## [EXERCISE DIRECTIONS]
Among the records below, find the lines that hold the word "bird" and report how many there are, with no other words.

┌─ PROVIDED DATA

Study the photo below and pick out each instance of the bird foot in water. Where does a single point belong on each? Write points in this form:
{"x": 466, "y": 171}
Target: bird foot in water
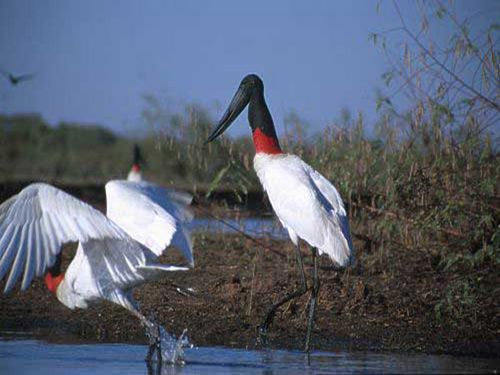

└─
┌─ PROVIDED DATA

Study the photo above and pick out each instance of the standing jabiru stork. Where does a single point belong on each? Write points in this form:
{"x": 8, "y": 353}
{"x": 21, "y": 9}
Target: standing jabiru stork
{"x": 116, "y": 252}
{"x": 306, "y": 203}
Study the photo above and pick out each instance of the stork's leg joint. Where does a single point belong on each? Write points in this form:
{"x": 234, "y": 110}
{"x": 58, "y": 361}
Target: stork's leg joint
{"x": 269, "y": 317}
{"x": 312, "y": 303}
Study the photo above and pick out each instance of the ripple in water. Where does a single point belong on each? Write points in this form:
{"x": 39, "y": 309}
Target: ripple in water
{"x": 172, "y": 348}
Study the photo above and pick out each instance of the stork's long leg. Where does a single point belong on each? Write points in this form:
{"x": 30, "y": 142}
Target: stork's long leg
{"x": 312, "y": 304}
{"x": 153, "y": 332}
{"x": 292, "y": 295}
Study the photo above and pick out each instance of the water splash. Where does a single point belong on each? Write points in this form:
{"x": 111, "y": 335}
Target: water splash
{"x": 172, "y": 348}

└─
┌─ PROVIDED DATA

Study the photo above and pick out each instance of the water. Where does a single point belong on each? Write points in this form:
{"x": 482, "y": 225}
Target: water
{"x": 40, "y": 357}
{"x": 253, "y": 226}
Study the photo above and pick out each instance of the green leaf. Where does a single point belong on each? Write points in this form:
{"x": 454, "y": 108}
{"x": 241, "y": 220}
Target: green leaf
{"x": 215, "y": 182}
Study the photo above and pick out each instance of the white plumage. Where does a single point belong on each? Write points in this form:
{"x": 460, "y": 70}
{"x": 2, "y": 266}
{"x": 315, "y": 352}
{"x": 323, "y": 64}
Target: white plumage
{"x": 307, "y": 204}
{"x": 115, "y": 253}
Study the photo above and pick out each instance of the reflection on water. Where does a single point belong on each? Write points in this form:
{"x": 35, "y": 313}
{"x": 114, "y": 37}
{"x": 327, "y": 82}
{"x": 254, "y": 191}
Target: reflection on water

└─

## [TASK OUTPUT]
2